■ **ТЕКСТ СТРАНИЦЫ**

--------------------------------------------------

В первой фразе романа пани Мюллерова говорит: «Убили, значит, Фердинанда-то нашего». Швейк тут же отвечает: «Обоих ни чуточки не жалко», имея в виду своих знакомых — либо того, кто «по ошибке выпил бутылку жидкости для ращения волос», либо Фердинанда, который «собирает собачье дерьмо». То есть он отвечает не пани Мюллеровой, а себе. Вот тут и разгадка. В Швейке — или за Швейком, или над Швейком — шум времени, музыка сфер. Ее он и слышит. И музыка этого иного мира прекрасна и гармонична. Все сложности Швейк разрешает тем, что подбирает и рассказывает подходящую историю, где все правильно и разумно, — то есть переводит проблемы в иную плоскость.
У Швейка писательское мышление: цепь ассоциаций, телескопическое повествование, прием матрешки. Его побочные байки, которых в романе около двухсот, — не логорея, а терапия. Защита от реальности. Он не пациент, а целитель.
Его формулы реально применимы к жизни. О перспективе попасть в плен: «Всякому занятно посмотреть чужие края, да еще задаром». В камере: «Здесь недурно. Нары из струганого дерева». Жене знакомого, которому неделю назад дали десять лет тюрьмы: «Ну вот видите! Значит, семь дней уже отсидел».
Истины тут несложны: «Не будь у меня медицинского свидетельства, что я пятнадцать лет назад укокошил свою тетку, меня бы уж раза три расстреляли на фронте. — А на кой ты укокошил свою тетеньку? — На кой люди убивают, каждому ясно: из-за денег». Эмоции незатейливы: «Знай, я пишу это письмо в сортире на доске возле дыры, между нами все кончено. Твоя бывшая Божена».
Кафка — подсознание Праги, Швейк — альтернатива. Второй мир Кафки так же ужасен, как реальный, что лишает всякой надежды. Второй мир Швейка — прост и лучезарен.
Он неуязвим, как сказочный персонаж. Его девиз: «Никогда так не было, чтобы никак не было». В него и стрелять бессмысленно — как в подушку. Швейк — божий безумец, с упором на первое слово. Ему внятно нечто такое, что неведомо другим. Он знает, что внешнее бытие — суета, в нем трезвый пафос выживания: жизнь дана, чтобы жить.

--------------------------------------------------

Исходный список

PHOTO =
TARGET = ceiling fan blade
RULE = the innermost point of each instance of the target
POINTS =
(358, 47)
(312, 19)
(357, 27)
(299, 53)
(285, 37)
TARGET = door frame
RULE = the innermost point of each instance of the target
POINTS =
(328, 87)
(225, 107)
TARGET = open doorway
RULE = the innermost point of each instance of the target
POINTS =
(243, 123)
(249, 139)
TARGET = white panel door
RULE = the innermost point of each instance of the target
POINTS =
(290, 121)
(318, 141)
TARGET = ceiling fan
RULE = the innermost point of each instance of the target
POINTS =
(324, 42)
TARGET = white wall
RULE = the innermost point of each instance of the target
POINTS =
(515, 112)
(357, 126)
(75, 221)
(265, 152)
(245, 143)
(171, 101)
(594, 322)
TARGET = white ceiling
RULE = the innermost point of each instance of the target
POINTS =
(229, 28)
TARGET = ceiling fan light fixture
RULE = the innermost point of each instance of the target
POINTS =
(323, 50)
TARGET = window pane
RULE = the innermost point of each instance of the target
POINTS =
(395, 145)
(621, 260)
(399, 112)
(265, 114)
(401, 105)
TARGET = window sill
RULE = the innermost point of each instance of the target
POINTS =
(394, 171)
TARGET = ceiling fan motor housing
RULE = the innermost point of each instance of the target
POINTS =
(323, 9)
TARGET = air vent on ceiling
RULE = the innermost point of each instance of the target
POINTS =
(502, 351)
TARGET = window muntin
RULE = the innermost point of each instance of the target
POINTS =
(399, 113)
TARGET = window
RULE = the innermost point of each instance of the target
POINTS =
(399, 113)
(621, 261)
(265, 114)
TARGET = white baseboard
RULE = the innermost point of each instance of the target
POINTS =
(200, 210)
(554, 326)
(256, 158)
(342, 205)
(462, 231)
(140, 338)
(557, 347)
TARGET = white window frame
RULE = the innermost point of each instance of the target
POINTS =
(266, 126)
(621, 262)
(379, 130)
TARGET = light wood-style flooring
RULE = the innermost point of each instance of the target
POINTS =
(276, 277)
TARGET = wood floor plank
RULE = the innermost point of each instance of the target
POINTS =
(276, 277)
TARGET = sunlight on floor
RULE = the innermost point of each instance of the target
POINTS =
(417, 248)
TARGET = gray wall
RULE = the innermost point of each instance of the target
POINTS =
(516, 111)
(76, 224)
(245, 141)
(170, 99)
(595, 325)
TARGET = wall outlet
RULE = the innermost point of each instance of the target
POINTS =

--------------------------------------------------

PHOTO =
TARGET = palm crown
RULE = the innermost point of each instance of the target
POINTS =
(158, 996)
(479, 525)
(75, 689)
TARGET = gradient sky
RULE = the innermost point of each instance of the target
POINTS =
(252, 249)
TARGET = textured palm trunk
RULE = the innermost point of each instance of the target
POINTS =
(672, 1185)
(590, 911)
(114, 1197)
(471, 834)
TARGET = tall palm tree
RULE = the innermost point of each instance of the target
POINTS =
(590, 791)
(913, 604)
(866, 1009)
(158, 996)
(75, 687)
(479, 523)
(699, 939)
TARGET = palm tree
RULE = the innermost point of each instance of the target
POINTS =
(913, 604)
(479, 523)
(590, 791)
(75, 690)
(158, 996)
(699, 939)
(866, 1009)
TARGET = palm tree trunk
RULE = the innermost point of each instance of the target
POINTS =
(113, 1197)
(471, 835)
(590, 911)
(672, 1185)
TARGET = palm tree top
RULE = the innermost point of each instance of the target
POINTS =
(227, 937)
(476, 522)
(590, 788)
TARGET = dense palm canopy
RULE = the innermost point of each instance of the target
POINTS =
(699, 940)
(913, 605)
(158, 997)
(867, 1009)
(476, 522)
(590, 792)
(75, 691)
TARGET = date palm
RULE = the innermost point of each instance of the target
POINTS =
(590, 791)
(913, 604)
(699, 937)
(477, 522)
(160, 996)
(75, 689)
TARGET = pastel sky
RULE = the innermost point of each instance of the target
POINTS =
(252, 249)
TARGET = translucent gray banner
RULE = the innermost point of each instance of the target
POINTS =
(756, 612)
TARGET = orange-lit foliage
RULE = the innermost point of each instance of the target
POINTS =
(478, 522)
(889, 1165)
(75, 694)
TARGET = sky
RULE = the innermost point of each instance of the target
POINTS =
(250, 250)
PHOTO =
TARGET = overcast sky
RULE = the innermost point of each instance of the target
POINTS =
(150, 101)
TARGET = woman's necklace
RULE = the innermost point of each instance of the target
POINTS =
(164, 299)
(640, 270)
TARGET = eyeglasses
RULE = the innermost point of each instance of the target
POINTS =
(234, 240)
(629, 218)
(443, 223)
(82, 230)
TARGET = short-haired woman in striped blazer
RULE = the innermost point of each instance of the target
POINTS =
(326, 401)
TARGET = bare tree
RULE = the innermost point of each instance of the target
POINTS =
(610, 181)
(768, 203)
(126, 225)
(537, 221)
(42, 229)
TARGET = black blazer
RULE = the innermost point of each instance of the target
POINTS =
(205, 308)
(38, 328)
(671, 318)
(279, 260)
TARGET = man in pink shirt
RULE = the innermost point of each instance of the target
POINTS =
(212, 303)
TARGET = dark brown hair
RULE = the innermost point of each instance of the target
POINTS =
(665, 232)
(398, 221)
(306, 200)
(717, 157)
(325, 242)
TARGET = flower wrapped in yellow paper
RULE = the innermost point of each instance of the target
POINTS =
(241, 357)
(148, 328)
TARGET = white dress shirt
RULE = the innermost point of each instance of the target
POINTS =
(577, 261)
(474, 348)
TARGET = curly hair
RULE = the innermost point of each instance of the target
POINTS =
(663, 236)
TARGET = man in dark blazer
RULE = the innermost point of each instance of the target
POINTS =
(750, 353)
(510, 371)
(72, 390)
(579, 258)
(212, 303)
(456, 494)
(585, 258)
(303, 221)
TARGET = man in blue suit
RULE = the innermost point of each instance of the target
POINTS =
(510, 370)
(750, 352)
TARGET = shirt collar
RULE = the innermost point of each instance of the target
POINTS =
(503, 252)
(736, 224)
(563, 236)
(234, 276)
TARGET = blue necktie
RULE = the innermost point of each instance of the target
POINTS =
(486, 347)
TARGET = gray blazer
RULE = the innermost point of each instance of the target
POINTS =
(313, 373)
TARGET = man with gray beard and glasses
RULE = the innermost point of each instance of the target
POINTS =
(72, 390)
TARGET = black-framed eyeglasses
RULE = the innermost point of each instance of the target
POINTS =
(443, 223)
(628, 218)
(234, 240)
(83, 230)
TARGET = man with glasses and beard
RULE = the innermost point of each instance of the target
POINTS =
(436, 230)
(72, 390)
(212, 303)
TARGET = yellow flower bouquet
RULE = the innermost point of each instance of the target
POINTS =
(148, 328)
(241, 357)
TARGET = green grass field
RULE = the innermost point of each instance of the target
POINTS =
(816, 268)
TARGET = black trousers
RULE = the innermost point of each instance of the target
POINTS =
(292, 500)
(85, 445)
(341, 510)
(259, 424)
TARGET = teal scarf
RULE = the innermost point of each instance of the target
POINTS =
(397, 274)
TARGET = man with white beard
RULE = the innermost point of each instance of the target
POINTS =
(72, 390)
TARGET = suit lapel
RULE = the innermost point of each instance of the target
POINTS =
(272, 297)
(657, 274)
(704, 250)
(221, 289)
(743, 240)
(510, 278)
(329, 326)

--------------------------------------------------

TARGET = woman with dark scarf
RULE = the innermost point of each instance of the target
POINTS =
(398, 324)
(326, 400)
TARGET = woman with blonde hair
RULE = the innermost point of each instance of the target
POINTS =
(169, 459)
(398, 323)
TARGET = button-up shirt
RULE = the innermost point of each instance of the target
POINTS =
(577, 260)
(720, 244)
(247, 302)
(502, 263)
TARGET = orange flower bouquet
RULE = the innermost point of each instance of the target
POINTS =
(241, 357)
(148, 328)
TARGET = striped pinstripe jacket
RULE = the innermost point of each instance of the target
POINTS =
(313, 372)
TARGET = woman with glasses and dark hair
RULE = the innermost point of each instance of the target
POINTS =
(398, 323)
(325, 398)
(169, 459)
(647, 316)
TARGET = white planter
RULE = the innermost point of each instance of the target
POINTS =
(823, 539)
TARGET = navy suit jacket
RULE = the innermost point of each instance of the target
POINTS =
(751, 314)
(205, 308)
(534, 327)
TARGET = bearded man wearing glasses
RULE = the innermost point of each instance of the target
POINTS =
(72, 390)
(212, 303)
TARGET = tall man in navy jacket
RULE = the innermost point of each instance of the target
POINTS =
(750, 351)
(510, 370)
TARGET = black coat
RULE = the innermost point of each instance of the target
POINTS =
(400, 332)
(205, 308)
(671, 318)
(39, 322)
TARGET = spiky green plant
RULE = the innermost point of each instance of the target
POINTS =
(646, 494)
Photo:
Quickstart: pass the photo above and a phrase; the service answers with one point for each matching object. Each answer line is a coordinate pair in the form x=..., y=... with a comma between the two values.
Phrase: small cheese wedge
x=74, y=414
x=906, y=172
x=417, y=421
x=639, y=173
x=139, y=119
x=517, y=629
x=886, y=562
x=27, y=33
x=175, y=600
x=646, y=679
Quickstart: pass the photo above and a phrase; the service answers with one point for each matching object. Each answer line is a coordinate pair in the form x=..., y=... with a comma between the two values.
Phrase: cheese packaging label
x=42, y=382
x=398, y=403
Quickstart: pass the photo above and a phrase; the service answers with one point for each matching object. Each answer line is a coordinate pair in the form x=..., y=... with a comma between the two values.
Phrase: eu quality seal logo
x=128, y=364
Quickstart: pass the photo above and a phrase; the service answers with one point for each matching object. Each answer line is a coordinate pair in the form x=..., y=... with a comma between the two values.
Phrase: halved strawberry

--------------------------------------------------

■ **ЗАДАНИЕ**
Перепишите фрагмент текста о Швейке, начиная со слов "Кафка — подсознание" и заканчивая словами "дана, чтобы жить.", заменив "сказочный персонаж" на "былинный герой". Список представляет собой отдельный материал, не связанный с текстом.

■ **РЕЗУЛЬТАТ ВЫПОЛНЕНИЯ**
Кафка — подсознание Праги, Швейк — альтернатива. Второй мир Кафки так же ужасен, как реальный, что лишает всякой надежды. Второй мир Швейка — прост и лучезарен.
Он неуязвим, как былинный герой. Его девиз: «Никогда так не было, чтобы никак не было». В него и стрелять бессмысленно — как в подушку. Швейк — божий безумец, с упором на первое слово. Ему внятно нечто такое, что неведомо другим. Он знает, что внешнее бытие — суета, в нем трезвый пафос выживания: жизнь дана, чтобы жить.